**Task directions:** Reproduce the records from the line with "curled tail --all-instances" up to and including the line with "38), (78, 73)]", and copy the requests and format samples unchanged. In the answers, multiply every coordinate by 1.4 and round it to a whole number, with halves rounded up.

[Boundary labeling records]
============
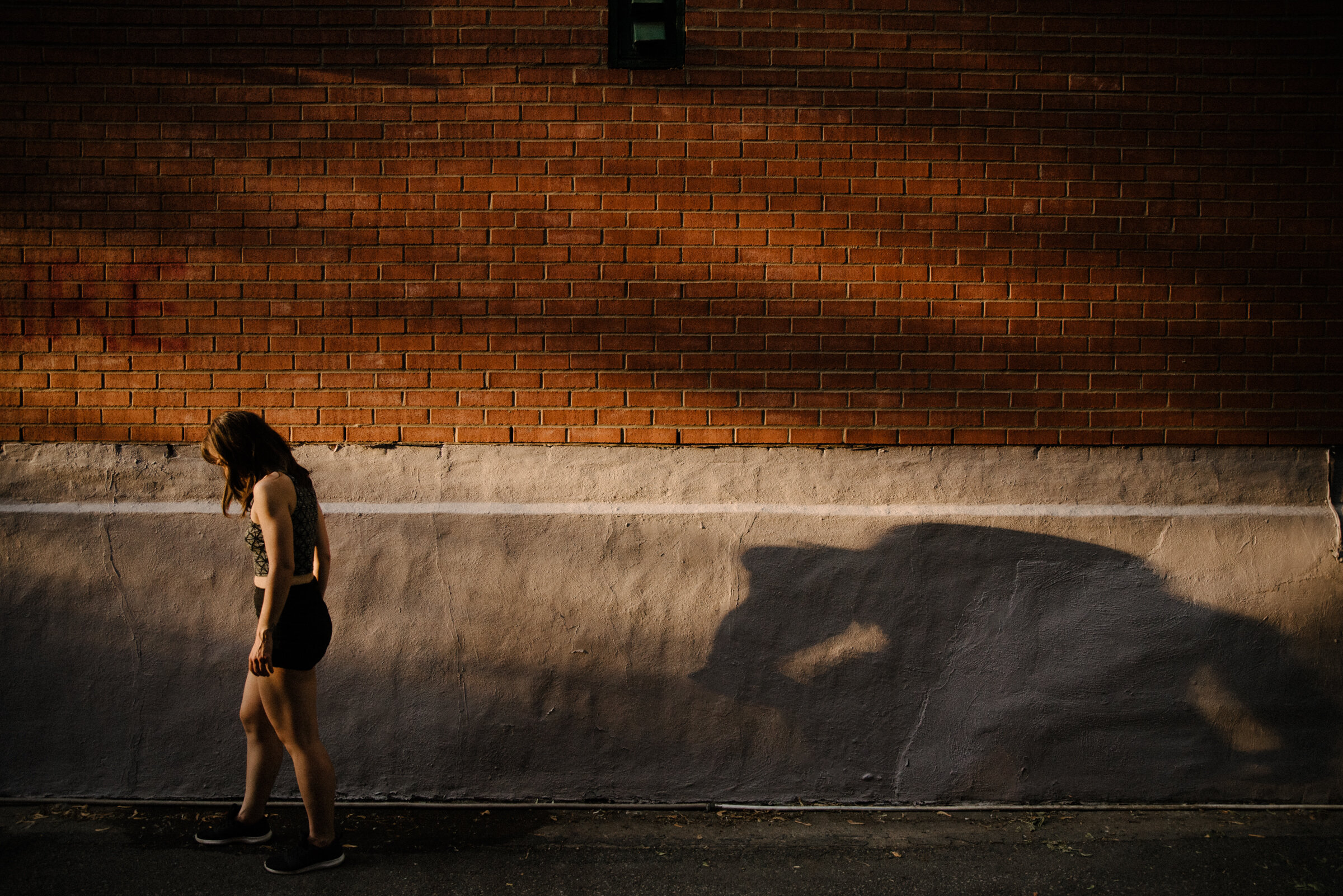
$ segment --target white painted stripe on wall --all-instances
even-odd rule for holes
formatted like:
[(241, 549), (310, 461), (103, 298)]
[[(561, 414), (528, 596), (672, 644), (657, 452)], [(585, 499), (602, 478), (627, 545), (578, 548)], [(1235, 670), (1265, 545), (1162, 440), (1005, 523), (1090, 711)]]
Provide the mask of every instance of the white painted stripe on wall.
[[(328, 514), (445, 516), (1326, 516), (1330, 506), (1300, 504), (655, 504), (641, 502), (332, 502)], [(218, 514), (219, 504), (183, 502), (58, 502), (0, 504), (0, 514)]]

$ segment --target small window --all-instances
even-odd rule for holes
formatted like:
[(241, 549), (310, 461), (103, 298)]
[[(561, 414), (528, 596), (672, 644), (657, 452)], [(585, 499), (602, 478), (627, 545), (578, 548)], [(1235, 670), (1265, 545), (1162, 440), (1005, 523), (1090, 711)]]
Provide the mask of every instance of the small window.
[(607, 0), (610, 68), (680, 68), (685, 0)]

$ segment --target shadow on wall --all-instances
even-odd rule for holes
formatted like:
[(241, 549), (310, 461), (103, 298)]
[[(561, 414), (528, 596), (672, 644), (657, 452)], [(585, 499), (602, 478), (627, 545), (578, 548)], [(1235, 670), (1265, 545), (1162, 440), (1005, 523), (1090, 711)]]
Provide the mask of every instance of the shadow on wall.
[(783, 711), (829, 793), (1311, 801), (1331, 790), (1339, 707), (1283, 636), (1172, 598), (1129, 554), (917, 524), (862, 551), (756, 547), (743, 563), (749, 594), (692, 677)]

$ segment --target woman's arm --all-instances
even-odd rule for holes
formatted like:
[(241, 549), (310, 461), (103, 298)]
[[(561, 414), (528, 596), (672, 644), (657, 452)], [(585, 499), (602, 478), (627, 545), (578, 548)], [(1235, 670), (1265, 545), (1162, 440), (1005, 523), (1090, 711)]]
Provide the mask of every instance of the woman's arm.
[(317, 593), (326, 597), (326, 579), (332, 573), (332, 543), (326, 538), (326, 516), (322, 515), (322, 506), (317, 506), (317, 542), (313, 545), (313, 578), (317, 581)]
[(252, 508), (266, 542), (266, 559), (270, 563), (270, 571), (266, 574), (266, 597), (257, 618), (257, 641), (247, 657), (247, 668), (252, 675), (267, 676), (274, 668), (270, 655), (274, 648), (275, 625), (279, 622), (279, 614), (285, 612), (289, 585), (294, 578), (294, 523), (289, 508), (297, 500), (294, 484), (286, 476), (267, 476), (252, 487)]

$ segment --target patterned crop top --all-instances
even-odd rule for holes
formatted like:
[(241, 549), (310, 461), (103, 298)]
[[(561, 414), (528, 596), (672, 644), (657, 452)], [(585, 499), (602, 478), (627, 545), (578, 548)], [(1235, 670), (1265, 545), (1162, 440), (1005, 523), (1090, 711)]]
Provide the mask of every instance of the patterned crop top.
[[(313, 571), (313, 549), (317, 546), (317, 492), (312, 486), (294, 483), (298, 492), (298, 503), (290, 516), (294, 530), (294, 575), (308, 575)], [(261, 526), (254, 522), (247, 523), (247, 534), (243, 537), (247, 547), (252, 550), (252, 571), (257, 575), (270, 574), (270, 558), (266, 557), (266, 538)]]

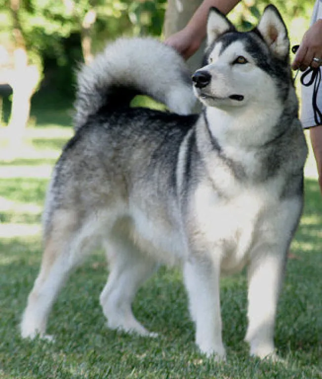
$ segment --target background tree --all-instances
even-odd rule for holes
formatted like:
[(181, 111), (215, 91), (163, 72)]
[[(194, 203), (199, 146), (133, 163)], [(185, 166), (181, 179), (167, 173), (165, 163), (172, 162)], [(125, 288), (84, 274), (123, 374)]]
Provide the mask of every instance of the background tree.
[[(247, 29), (268, 2), (244, 0), (229, 17)], [(313, 2), (273, 1), (294, 43), (307, 27)], [(167, 5), (166, 0), (0, 0), (0, 83), (14, 89), (10, 127), (23, 130), (40, 83), (72, 96), (75, 68), (89, 62), (107, 40), (121, 35), (162, 38)]]

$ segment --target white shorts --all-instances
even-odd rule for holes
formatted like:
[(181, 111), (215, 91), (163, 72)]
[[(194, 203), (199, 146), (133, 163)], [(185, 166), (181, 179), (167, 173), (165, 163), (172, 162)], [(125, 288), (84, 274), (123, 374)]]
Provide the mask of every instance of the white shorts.
[[(312, 25), (319, 19), (322, 19), (322, 0), (317, 0), (316, 1), (313, 8), (311, 25)], [(300, 73), (299, 74), (300, 74)], [(314, 120), (314, 113), (312, 106), (313, 87), (313, 84), (309, 87), (301, 86), (301, 121), (304, 129), (317, 126)], [(317, 105), (319, 109), (322, 111), (322, 83), (320, 84), (318, 92)]]

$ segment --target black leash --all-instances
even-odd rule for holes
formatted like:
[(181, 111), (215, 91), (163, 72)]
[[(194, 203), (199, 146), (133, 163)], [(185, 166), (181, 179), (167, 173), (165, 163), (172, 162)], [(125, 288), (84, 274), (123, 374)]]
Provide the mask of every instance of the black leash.
[[(299, 45), (294, 45), (292, 47), (292, 52), (294, 54), (298, 50), (300, 47)], [(294, 77), (294, 81), (296, 78), (296, 75)], [(311, 74), (311, 77), (307, 77)], [(318, 104), (317, 104), (317, 98), (318, 97), (318, 91), (320, 83), (321, 82), (321, 70), (320, 66), (317, 68), (309, 67), (301, 76), (301, 83), (306, 87), (309, 87), (314, 84), (313, 95), (312, 96), (312, 107), (313, 107), (313, 112), (314, 113), (314, 120), (316, 125), (322, 124), (322, 113), (319, 109)]]

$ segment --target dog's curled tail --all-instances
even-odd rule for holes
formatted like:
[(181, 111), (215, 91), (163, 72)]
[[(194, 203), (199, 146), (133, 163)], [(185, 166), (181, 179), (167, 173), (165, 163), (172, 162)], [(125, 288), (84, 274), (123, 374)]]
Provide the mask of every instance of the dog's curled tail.
[(76, 128), (103, 108), (129, 105), (138, 94), (181, 114), (190, 113), (195, 102), (190, 73), (172, 48), (153, 38), (121, 38), (78, 73)]

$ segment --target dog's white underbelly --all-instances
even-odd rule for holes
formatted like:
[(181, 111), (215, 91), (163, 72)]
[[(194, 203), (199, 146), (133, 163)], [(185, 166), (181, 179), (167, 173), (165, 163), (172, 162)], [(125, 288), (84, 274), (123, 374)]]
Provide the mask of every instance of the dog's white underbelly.
[(158, 217), (158, 212), (147, 215), (136, 209), (131, 215), (133, 240), (140, 249), (160, 263), (180, 264), (187, 250), (178, 222)]

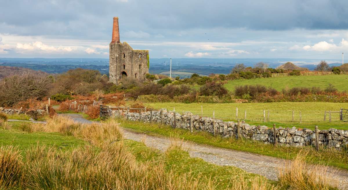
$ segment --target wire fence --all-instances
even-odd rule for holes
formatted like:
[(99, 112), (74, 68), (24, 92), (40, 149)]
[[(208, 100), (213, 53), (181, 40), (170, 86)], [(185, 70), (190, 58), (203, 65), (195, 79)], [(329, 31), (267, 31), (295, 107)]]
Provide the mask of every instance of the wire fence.
[[(132, 110), (134, 111), (131, 112)], [(348, 150), (348, 130), (319, 130), (317, 126), (312, 131), (295, 127), (277, 128), (274, 124), (271, 127), (251, 126), (244, 121), (235, 122), (216, 119), (214, 112), (212, 118), (193, 115), (189, 112), (181, 113), (164, 109), (158, 111), (101, 105), (101, 118), (103, 119), (112, 116), (126, 120), (167, 125), (203, 135), (248, 141), (251, 143), (311, 146), (317, 150), (334, 148), (345, 152)]]

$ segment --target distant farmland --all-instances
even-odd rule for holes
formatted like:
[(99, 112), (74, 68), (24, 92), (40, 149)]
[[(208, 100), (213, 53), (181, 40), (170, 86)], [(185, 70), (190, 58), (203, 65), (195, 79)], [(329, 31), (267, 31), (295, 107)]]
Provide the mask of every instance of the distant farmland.
[(329, 74), (315, 76), (292, 76), (275, 78), (239, 79), (229, 81), (224, 86), (231, 91), (238, 85), (261, 85), (281, 90), (286, 87), (318, 87), (325, 89), (329, 84), (334, 85), (339, 90), (348, 90), (348, 75)]

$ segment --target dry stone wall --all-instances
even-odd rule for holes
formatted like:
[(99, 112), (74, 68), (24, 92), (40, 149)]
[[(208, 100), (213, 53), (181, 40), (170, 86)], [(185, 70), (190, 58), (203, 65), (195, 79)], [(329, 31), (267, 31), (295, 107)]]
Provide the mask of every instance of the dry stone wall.
[[(237, 124), (233, 121), (201, 117), (192, 115), (189, 112), (181, 114), (162, 109), (151, 112), (143, 112), (140, 116), (139, 113), (125, 111), (112, 111), (111, 115), (114, 117), (122, 117), (130, 120), (162, 123), (191, 131), (205, 132), (222, 138), (237, 137), (239, 130), (240, 137), (261, 141), (265, 143), (274, 143), (274, 135), (275, 135), (275, 139), (278, 144), (302, 146), (315, 145), (316, 144), (315, 133), (306, 128), (299, 129), (295, 127), (286, 128), (279, 127), (276, 129), (275, 133), (272, 128), (264, 126), (250, 125), (242, 121), (238, 130)], [(348, 130), (331, 128), (320, 130), (318, 133), (319, 144), (337, 148), (348, 146)]]

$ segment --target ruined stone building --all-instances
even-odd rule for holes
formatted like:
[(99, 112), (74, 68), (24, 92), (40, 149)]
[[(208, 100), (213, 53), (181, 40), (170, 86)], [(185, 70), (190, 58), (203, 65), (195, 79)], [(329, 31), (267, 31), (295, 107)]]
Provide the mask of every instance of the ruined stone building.
[(117, 84), (120, 79), (130, 77), (141, 80), (149, 73), (148, 50), (135, 50), (126, 42), (120, 41), (118, 18), (113, 17), (112, 40), (109, 49), (110, 81)]

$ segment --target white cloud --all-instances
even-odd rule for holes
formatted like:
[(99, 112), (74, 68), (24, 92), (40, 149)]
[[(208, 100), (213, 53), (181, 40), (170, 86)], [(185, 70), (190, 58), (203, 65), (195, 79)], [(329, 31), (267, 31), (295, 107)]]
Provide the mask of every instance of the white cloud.
[(185, 54), (185, 56), (186, 57), (201, 57), (203, 56), (206, 56), (208, 55), (209, 55), (209, 54), (207, 52), (204, 53), (198, 52), (195, 54), (193, 53), (191, 51)]
[(92, 47), (93, 47), (94, 48), (97, 48), (98, 49), (107, 49), (109, 48), (109, 46), (107, 45), (104, 46), (104, 45), (92, 45)]
[(289, 48), (289, 50), (296, 50), (301, 49), (301, 47), (300, 46), (296, 44)]
[(88, 48), (85, 50), (85, 52), (88, 54), (100, 54), (100, 52), (97, 52), (95, 49), (93, 49), (90, 48)]
[(140, 31), (139, 32), (135, 32), (133, 30), (127, 31), (122, 35), (125, 38), (149, 38), (151, 35), (147, 32)]
[(317, 52), (331, 51), (336, 49), (337, 47), (337, 46), (333, 43), (330, 43), (325, 41), (323, 41), (316, 43), (312, 46), (309, 45), (305, 46), (302, 49), (307, 51), (312, 50)]
[(32, 43), (17, 43), (16, 48), (17, 51), (20, 53), (24, 52), (32, 52), (40, 50), (47, 53), (64, 53), (70, 52), (74, 50), (74, 48), (70, 47), (63, 47), (62, 46), (56, 47), (53, 46), (44, 44), (40, 41), (36, 41)]

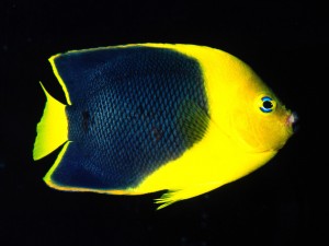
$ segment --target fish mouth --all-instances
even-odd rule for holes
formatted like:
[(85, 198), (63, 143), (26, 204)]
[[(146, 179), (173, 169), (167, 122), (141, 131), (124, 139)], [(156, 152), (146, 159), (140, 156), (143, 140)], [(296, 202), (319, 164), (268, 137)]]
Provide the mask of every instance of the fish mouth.
[(293, 112), (286, 119), (287, 126), (292, 127), (294, 133), (298, 130), (298, 126), (297, 126), (298, 119), (299, 118), (296, 112)]

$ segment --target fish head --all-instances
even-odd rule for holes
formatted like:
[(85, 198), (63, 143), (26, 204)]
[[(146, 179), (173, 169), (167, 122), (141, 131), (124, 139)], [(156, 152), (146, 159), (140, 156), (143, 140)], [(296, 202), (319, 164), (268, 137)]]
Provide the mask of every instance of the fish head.
[(236, 91), (230, 110), (232, 137), (252, 152), (280, 150), (294, 132), (295, 113), (257, 77), (250, 77)]

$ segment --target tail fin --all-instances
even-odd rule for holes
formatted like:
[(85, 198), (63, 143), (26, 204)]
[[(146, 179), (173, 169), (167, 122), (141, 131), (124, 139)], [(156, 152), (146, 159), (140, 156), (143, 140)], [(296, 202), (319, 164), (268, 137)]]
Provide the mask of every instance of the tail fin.
[(37, 136), (34, 142), (33, 160), (48, 155), (68, 140), (66, 105), (50, 96), (42, 83), (41, 86), (46, 94), (47, 103), (36, 128)]

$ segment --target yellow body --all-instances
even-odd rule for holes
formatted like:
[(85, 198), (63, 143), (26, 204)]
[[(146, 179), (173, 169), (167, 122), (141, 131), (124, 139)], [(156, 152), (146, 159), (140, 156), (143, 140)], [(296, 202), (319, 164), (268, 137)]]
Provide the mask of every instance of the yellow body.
============
**Finished exercise:**
$ segment --target dog's curled tail --all-instances
even-odd rule for holes
formatted like:
[(181, 111), (215, 91), (163, 72)]
[[(194, 203), (199, 146), (133, 163)], [(185, 166), (181, 179), (167, 173), (165, 163), (172, 162)], [(125, 288), (84, 274), (123, 374)]]
Provide the mask of every instance of the dog's curled tail.
[(106, 179), (144, 151), (181, 147), (193, 132), (253, 160), (266, 158), (273, 143), (266, 102), (241, 67), (214, 53), (169, 53), (109, 102)]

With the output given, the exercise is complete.